▶ **Auszuführende Schritte**:
1. Tippen Sie aus dem Seitenauszug den Abschnitt wortgetreu ab: Beginnen Sie bei den Worten „Das erste, was“ und hören Sie nach „Mitarbeiter konfrontiert werden.“ auf.
2. Was bietet Proofpoint laut dem Seitenauszug als Erstes an?

=== Seitenauszug ===

Wie gesagt muss ein Bewusstsein geschaffen werden. Es werden noch viel zu wenige Schulungen gemacht. Dass die selben Phishing-Mails an tausende Unternehmen geschickt werden, ist vorbei. Die größte Gefahr sind derzeit gezielte Attacken auf bestimmte Personen und die Schwierigkeit ist es, diese zu erkennen. Auf ein E-Mail, das in schlechtem Deutsch verfasst wurde, fällt fast niemand mehr herein. Aber die Mails werden immer raffinierter und wenn man nicht genau aufpasst, besteht die Gefahr, dass man es nicht erkennt. Hier muss man eine Sensibilisierung schaffen.
Mitarbeiterschulungen sind ein großes Thema. Das wird noch etwas lieblos behandelt in den Unternehmen. Laut unserer Umfrage halten 70 Prozent der Unternehmen ihre Mitarbeiter zwar für das schwächste Glied, sie sind aber trotzdem nur bereit eine oder zwei Schulungen zu machen. Das ist eine große Diskrepanz. Warum ist das so? Den IT-Leitern ist dieses Thema bewusst, aber im C-Level sind es nur noch 20 Prozent. Ein weiterer Punkt is, dass diese Schulungen ernst genommen werden müssen, um das Wissen vermitteln zu können.
Welche Lösungen bietet Proofpoint hier an?
Das erste, was wir anbieten, ist ein Security-Assessment, um den Status quo zu erfahren. Nicht nur wieviele Angriffe es gegeben hat und welcher Art diese waren, sondern auch um zu erfragen, wer die am meisten angegriffenen Personen sind und mit welchen Attacken diese Mitarbeiter konfrontiert werden.

=== Datensatzeinträge ===

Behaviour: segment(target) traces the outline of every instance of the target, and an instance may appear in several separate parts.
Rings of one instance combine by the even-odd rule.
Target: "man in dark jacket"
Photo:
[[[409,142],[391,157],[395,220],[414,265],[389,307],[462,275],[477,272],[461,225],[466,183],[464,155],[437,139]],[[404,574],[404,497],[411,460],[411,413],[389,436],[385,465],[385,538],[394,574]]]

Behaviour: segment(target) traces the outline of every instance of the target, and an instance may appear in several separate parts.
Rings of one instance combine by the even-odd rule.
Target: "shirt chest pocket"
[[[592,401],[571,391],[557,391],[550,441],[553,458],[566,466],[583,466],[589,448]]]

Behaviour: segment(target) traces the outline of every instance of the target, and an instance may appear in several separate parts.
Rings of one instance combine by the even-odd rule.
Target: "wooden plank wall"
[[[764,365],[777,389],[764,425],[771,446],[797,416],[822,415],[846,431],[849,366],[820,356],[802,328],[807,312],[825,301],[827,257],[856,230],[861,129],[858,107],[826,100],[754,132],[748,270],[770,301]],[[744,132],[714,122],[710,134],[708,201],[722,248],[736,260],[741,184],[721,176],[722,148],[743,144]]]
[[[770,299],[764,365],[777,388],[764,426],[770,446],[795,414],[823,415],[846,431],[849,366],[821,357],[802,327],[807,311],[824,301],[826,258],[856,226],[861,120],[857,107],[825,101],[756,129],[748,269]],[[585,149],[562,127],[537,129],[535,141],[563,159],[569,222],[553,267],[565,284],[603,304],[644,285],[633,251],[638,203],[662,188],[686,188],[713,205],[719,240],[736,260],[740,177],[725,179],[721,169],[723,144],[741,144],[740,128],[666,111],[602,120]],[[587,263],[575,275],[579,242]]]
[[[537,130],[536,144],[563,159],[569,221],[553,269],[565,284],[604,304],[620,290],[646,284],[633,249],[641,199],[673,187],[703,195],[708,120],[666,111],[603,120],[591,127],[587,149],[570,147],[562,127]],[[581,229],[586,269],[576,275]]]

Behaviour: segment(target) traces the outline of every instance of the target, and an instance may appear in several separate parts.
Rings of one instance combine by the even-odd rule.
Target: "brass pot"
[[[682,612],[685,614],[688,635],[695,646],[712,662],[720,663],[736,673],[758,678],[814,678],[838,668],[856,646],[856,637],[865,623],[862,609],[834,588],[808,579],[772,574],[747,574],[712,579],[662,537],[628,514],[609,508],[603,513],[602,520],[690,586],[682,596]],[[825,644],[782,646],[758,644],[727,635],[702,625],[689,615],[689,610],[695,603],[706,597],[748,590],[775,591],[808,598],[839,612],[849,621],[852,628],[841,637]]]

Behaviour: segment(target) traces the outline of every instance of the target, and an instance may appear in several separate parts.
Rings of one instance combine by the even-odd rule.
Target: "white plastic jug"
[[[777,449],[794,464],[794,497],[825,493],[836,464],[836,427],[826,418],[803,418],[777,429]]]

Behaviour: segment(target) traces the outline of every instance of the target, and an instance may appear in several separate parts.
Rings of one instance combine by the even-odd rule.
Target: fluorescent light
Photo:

===

▶ **Schriftliche Antworten**:
1.
Das erste, was wir anbieten, ist ein Security-Assessment, um den Status quo zu erfahren. Nicht nur wieviele Angriffe es gegeben hat und welcher Art diese waren, sondern auch um zu erfragen, wer die am meisten angegriffenen Personen sind und mit welchen Attacken diese Mitarbeiter konfrontiert werden.

2. Ein Security-Assessment, um den Status quo zu erfahren.